*Extract to read*

* * * * *

During the first two days of meditation we were instructed to focus only on our respiration, the sensation of breathing in and out of our nose. You are supposed to breath your normal breath, neither too hard nor too soft. Just naturally. The teacher told us that focusing on this small area would train our mind, and it would become sharper. Day two was one of the hardest day. My back ached from sitting cross-legged the previous day, my mind was filled with random thoughts. After lunch was the hardest part of any day, because we had only short breaks from 1pm until 5pm. It was the longest stretch of the day. I sat there in the darkened hall, looking around at my fellow meditators and was struck by the fact that overweight elderly men were having an easier time than I (a fairly in shape 22 year old) was having.

* * * * *

*Tasks to carry out*
(a) In the meditation passage, what were the participants told to focus on during the first two days?
(b) Copy the stretch of the meditation passage from "During the first" through "old) was having." word for word.

* * * * *

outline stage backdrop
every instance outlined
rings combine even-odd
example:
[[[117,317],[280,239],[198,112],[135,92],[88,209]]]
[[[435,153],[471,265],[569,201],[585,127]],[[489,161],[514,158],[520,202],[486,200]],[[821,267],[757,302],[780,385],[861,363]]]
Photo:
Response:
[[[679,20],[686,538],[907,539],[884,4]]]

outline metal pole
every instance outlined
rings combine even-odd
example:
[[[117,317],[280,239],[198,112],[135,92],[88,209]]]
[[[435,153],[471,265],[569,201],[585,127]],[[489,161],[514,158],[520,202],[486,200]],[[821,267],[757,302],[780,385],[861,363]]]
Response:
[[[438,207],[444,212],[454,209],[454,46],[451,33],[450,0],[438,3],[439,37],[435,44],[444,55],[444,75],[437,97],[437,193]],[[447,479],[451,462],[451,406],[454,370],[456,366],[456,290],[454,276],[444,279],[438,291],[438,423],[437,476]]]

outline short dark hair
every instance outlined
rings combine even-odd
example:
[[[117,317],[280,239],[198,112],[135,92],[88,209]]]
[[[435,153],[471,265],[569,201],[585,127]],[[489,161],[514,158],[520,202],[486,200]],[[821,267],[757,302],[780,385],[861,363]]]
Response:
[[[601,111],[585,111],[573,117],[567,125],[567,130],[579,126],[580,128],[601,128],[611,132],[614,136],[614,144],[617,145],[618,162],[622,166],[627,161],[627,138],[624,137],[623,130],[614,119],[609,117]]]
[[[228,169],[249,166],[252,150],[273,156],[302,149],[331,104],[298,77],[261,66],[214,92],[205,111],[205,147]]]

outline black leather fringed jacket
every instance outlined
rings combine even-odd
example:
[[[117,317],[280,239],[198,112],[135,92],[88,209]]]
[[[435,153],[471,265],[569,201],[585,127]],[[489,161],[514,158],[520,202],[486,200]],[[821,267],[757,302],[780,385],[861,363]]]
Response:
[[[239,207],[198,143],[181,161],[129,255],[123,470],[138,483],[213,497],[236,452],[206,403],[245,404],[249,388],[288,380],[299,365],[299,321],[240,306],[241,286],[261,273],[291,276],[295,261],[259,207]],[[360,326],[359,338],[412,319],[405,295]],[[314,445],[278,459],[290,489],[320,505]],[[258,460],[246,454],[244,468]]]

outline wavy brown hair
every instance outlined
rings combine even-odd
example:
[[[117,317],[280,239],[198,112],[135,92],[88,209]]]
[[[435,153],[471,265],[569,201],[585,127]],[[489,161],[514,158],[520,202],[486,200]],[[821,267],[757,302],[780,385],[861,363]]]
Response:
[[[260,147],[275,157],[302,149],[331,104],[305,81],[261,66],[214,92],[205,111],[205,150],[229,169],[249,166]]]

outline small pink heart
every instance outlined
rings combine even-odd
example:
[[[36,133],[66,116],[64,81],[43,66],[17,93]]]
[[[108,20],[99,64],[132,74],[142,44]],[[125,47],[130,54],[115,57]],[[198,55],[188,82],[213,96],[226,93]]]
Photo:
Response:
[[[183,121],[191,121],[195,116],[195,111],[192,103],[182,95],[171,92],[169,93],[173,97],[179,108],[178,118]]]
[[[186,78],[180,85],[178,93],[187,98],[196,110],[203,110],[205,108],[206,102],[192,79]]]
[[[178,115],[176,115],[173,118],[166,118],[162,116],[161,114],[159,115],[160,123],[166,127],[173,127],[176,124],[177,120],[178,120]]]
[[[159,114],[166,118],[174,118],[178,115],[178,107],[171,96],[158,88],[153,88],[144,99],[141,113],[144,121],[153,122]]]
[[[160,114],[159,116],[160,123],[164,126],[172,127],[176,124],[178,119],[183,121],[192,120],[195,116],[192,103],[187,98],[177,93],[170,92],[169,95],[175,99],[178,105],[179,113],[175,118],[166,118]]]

* * * * *

*Results*
(a) Their respiration, the sensation of breathing in and out of their nose.

(b)
During the first two days of meditation we were instructed to focus only on our respiration, the sensation of breathing in and out of our nose. You are supposed to breath your normal breath, neither too hard nor too soft. Just naturally. The teacher told us that focusing on this small area would train our mind, and it would become sharper. Day two was one of the hardest day. My back ached from sitting cross-legged the previous day, my mind was filled with random thoughts. After lunch was the hardest part of any day, because we had only short breaks from 1pm until 5pm. It was the longest stretch of the day. I sat there in the darkened hall, looking around at my fellow meditators and was struck by the fact that overweight elderly men were having an easier time than I (a fairly in shape 22 year old) was having.